**Written problem:** Find every line in the listing below that contains the word "ceiling" and copy each of those lines. Treat uppercase and lowercase as different when matching.

***** Extracted entries *****

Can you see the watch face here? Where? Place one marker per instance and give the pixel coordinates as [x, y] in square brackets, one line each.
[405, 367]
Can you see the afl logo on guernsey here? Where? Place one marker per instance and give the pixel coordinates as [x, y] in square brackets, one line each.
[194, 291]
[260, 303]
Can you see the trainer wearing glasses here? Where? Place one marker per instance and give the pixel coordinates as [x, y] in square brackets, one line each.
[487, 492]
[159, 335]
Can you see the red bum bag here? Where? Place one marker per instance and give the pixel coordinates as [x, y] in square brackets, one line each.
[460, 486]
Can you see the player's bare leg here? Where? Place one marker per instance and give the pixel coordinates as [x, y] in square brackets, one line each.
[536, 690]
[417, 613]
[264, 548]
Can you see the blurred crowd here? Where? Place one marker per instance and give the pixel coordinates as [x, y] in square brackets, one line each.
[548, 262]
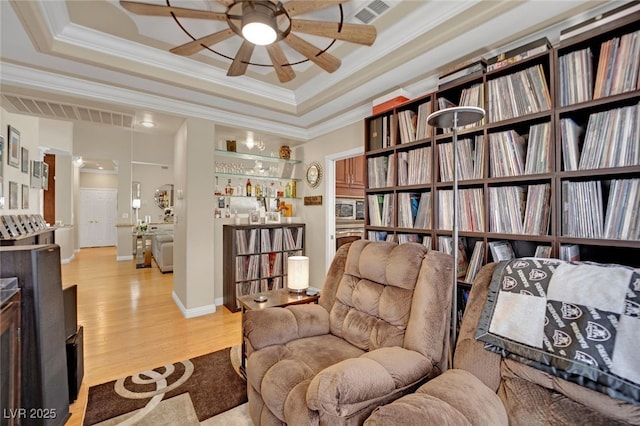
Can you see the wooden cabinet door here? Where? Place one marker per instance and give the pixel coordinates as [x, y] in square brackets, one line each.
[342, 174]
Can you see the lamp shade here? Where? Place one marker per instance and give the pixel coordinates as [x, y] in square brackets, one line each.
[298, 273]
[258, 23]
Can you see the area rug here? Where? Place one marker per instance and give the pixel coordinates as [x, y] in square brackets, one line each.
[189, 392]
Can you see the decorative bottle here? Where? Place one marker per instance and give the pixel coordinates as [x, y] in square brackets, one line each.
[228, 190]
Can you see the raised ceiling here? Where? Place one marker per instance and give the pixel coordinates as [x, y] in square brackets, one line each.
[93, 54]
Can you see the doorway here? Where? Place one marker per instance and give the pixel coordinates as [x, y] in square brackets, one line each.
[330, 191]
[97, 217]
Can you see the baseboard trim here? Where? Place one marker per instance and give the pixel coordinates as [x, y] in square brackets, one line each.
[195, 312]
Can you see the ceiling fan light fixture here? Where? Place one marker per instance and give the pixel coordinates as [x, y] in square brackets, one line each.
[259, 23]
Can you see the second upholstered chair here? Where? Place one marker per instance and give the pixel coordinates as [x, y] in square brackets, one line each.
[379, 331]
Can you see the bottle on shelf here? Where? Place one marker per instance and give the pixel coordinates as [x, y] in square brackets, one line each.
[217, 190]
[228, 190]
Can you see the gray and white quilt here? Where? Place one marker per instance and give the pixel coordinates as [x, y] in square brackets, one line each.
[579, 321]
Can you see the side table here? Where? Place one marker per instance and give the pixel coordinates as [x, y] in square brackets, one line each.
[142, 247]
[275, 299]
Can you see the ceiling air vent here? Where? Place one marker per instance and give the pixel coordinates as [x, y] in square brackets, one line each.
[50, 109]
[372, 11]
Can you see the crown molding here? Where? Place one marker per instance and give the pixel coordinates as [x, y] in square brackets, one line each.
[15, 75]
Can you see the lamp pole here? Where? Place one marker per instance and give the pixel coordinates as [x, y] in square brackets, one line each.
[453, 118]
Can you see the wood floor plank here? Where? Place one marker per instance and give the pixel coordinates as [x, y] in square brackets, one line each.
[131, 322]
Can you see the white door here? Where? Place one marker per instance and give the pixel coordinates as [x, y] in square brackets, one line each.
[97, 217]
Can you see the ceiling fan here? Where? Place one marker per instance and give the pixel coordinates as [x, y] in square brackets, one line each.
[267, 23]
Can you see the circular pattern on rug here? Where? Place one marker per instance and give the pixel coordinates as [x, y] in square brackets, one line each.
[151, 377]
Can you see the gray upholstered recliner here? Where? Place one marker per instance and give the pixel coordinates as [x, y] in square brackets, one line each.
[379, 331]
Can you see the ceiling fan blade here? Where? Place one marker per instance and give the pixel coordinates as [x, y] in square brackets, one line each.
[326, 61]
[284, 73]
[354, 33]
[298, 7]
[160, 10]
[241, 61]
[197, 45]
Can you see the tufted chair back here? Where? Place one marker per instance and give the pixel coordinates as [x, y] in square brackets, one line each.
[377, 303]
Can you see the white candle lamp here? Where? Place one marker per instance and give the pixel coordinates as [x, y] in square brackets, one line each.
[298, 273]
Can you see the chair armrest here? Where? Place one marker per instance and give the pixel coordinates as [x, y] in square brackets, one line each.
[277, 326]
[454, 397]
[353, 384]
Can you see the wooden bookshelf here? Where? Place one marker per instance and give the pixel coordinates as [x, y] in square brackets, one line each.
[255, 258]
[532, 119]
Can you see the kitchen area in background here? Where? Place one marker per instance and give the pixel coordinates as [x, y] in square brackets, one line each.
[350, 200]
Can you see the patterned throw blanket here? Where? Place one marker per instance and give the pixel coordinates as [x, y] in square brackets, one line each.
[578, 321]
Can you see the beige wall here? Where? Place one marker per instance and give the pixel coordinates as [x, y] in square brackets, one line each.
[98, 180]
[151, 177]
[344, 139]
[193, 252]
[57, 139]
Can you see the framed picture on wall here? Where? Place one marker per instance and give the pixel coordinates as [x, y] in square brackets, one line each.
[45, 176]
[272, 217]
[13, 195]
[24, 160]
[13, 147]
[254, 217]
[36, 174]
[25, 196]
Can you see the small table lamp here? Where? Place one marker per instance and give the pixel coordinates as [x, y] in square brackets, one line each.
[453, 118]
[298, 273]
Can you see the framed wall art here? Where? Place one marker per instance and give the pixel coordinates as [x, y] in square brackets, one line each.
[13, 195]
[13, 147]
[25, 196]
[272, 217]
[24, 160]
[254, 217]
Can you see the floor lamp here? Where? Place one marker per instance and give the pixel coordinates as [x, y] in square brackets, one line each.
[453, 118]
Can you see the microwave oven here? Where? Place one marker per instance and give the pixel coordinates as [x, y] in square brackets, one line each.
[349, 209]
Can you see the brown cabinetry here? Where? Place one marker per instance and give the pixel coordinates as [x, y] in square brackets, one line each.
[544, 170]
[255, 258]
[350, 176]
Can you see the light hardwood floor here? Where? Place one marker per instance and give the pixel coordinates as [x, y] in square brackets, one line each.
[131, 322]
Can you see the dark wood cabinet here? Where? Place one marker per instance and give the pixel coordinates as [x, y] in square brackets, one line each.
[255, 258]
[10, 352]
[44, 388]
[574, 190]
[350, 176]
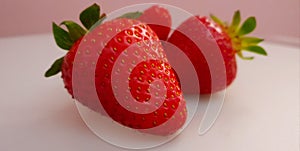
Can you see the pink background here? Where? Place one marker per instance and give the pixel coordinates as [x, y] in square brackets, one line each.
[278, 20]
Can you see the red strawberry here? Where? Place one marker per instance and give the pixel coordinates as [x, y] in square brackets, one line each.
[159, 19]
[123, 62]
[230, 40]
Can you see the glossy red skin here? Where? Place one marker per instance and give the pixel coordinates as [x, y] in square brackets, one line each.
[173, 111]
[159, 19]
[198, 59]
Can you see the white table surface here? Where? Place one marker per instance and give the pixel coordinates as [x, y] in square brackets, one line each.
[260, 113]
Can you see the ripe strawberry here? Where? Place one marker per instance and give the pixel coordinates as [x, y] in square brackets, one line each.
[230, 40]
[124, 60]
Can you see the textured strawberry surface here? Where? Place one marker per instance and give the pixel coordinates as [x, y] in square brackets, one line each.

*****
***** Extracted entries *****

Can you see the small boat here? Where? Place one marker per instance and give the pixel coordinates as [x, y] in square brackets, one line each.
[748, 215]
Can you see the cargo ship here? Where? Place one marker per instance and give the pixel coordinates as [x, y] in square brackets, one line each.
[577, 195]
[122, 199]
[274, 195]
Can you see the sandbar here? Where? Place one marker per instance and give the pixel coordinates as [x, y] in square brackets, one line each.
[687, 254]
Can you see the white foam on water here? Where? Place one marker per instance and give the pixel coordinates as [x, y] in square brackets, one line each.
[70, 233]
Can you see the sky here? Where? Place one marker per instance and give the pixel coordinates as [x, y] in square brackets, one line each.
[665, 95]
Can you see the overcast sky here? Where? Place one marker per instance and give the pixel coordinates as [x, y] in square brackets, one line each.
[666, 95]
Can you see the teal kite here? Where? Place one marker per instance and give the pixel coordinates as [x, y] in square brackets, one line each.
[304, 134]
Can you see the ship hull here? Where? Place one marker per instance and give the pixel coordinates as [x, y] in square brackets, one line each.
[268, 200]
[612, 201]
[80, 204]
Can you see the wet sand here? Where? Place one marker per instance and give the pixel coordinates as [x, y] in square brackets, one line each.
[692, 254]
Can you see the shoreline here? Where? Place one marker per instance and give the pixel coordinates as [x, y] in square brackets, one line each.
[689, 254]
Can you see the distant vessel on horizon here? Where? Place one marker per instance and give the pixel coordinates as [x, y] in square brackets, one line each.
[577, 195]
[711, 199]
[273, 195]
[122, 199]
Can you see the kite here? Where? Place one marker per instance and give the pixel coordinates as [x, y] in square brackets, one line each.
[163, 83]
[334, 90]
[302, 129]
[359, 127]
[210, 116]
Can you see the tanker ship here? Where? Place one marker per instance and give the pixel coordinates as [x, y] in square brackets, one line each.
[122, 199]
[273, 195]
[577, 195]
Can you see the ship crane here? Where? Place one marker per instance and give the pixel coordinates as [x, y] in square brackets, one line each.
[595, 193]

*****

**Answer to the problem:**
Can you see the raised ceiling here? Where? Place one marker per instance and give the pixel coordinates as [x, y] in square brackets, one line each.
Can you see the ceiling fan light fixture here? Where? Place one marker per instance and give the pixel coordinates as [x, y] in square brackets, one line each.
Can you see the ceiling air vent here? Where? Place one marker per instance and give the pixel coordinates as [x, y] in square brackets, one line each.
Can you see the ceiling fan here? Where? Place one marker per instance and give the pixel coordinates as [x, y] in square brackets, one line each.
Can you see the ceiling fan blade here? Where? Place one marker per instance and give the pixel coordinates as [x, y] in square brackets, one line each.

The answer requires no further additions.